- [What you need to do]
(1) Name every company or organization mentioned in the text on corporate travel programs below.
(2) Extend the text on corporate travel programs below, picking up right after its final sentence.

- [Page text]
----------

The disruption of the pandemic has given the company’s travel program leaders a seat at the table with other crucial leaders. Meaningful travel that drives Cisco’s bottom line is a priority, driven by a strong understanding of the company’s travel program based on data.
“If we think about how we were traveling before and how often we were traveling, we’ve really learned a lot over that period,” said Almendros. “We have been able to get a seat at the table, driving a lot of value in terms of how purposeful travel can be in the future. Smarter travel, meaningful travel, but also maybe not so frequently, maybe longer business trips, maybe not visiting a customer every single week by getting on a plane.”
At Airbnb, travel policy is defined by the company’s cultural goals. Loudon partners with teams across the company, including HR, to ensure employees can travel with family members under certain conditions and that travelers have duty of care support from providers like International SOS.
“Cross-functionally, we really are investing in this program and that makes my job a little bit easier,” said Loudon. “But a lot relies on the technology and our TMC to operationalize [our program goals with us. We’re trying to get more efficiency in automation, but it’s a little bit duct-taped.”
Cisco, as well, has made allowances for remote work and the ability for employees to enjoy leisure travel surrounding their business trips, keeping the company culture strong. Sitting close to finance and procurement functions helps align Cisco’s travel program with the company’s overall goals on the financial side, as well.
Longer trips are allowable so long as travelers stay in policy, with duty of care and tax ramifications tracked by Cisco’s travel team. Making guidelines easy for travelers to understand and access is crucial.
“We drive a very strong culture around protecting and being responsible for our employees when they’re conducting business travel,” said Almendros. “We digitized our policy a few years ago, for example. Gone are the 10-, 20-, 30-page policies that nobody ever reads.”
Designing the perfect policy
Still, policy tools and functionality lag behind the needs of the world’s most dynamic travel programs.
“The way I’m looking at the policies and these changes is how do I really bring those into the traveler journey: the plan, the book, and the post-trip?” said Almendros. “This leads into how you drive a greater experience. Travelers are used to seeing a lot more valuable information when they’re planning that business trip. In the business journey, it’s not necessarily easy to tell them all the great benefits they get that we as buyers have negotiated with our suppliers and our partners.”

----------

- [Material shown]

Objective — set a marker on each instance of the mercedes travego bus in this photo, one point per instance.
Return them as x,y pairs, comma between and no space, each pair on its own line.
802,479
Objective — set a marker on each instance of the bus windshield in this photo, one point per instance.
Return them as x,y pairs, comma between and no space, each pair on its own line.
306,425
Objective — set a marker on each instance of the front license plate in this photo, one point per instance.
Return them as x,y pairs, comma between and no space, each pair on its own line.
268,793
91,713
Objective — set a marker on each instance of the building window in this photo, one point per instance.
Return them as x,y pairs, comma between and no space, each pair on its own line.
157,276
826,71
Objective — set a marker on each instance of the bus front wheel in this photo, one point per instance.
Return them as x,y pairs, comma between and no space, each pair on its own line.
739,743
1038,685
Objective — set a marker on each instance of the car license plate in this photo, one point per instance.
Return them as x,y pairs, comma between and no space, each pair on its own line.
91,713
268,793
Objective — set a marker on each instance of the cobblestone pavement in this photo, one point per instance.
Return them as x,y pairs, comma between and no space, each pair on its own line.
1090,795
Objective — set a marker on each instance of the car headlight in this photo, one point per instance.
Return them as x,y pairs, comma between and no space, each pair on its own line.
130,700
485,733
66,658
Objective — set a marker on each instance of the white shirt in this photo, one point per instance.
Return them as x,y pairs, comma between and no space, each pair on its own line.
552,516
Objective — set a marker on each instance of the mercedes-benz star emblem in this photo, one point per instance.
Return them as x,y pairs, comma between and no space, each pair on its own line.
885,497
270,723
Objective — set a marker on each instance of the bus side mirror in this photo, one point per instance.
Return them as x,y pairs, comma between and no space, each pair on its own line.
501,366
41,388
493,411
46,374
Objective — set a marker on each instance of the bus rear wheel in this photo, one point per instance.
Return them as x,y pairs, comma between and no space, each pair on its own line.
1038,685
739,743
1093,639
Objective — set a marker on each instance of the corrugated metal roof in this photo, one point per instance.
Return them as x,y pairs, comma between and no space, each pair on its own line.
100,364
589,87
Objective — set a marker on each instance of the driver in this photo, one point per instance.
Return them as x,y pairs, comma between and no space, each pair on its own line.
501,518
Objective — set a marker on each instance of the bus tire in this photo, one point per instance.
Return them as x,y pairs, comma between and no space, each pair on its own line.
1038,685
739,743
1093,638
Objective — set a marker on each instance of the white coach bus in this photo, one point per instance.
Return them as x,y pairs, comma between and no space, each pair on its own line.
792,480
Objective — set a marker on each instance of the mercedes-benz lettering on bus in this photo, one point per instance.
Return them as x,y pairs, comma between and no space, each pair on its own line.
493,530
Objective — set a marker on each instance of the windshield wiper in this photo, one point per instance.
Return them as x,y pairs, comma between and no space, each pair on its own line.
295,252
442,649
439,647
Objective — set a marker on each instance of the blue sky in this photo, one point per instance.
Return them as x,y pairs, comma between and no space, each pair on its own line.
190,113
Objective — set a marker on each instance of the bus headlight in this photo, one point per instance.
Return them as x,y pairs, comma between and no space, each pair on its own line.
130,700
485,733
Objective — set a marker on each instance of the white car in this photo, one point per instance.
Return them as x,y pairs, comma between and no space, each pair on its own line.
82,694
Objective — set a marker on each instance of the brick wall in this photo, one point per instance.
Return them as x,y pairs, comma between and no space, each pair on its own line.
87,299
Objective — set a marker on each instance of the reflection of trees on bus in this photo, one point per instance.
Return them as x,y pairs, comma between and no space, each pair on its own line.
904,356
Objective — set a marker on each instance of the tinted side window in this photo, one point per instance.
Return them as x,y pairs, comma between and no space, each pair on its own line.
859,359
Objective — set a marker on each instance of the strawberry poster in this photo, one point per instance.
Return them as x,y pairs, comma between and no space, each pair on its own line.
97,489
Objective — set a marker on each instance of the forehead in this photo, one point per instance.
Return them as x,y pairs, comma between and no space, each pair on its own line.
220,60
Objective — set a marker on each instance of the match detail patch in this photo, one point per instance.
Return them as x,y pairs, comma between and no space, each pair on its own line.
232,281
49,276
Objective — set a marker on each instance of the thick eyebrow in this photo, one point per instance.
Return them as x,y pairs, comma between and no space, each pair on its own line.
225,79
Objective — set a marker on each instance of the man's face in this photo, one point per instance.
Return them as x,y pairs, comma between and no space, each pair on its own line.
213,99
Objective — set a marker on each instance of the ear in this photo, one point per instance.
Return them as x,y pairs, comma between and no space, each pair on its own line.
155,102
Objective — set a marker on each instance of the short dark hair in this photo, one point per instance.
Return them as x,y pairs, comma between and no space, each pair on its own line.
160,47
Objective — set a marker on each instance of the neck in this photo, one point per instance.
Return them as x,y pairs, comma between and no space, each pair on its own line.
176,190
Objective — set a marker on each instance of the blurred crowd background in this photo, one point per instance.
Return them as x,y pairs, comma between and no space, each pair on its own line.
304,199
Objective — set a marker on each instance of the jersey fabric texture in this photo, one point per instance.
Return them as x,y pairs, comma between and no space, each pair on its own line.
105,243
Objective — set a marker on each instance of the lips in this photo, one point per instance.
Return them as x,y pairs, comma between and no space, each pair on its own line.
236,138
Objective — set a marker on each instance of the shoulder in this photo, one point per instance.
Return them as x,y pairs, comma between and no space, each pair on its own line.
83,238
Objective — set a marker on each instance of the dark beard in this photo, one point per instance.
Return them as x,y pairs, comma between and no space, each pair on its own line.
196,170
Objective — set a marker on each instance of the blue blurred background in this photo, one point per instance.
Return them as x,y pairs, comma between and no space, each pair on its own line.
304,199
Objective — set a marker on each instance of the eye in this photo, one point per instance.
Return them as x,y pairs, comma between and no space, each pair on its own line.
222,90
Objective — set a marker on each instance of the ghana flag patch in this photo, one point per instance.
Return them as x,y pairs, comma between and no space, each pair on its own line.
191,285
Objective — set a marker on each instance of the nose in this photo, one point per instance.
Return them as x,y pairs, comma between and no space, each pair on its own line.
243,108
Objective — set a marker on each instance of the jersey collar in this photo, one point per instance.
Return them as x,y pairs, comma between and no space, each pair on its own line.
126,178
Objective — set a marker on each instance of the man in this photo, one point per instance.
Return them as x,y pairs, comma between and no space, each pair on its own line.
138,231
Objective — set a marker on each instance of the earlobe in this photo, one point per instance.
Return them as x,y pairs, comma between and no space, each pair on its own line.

----------

- [Responses for each task]
(1) Cisco, Airbnb, International SOS

(2)
Spotnana VP of Partnerships Johnny Thorsen showed off Spotnana’s powerful modern travel policy functionality which includes:
- Clear out-of-policy explanations – Spotnana displays why a particular booking is out-of-policy, encouraging travelers to find a better option while reinforcing policy guidelines.
- Configurable out-of-policy reason codes – A customizable question that captures the reasons travelers are booking out-of-policy.
- Configurable fields – Configurable questions that capture data from travelers, such as project codes, cost centers, customer accounts, or reasons for travel.
- Dynamic policies – Travel policies based on configurable rules that are automatically applied to search results. Dynamic lowest logical fare – Define policies based on a percentage or amount above the lowest logical fare. Calculations include NDC fares, and various exclusions can be made from the lowest logical fare calculation.
- Hard and soft approval workflows – Supported across air, hotel, car and rail with support for multiple approvers. Approval emails highlight missed savings opportunities and out-of-policy reason codes.
- Alternate form of payment for seat purchases – Allows travelers to book with a corporate card and purchase a seat with a personal card, increasing traveler satisfaction and reducing leakage.
- Agents and travelers on one platform – Since all global travelers share a platform with agents, all content, policies, profiles, preferred suppliers, and more are available through all channels.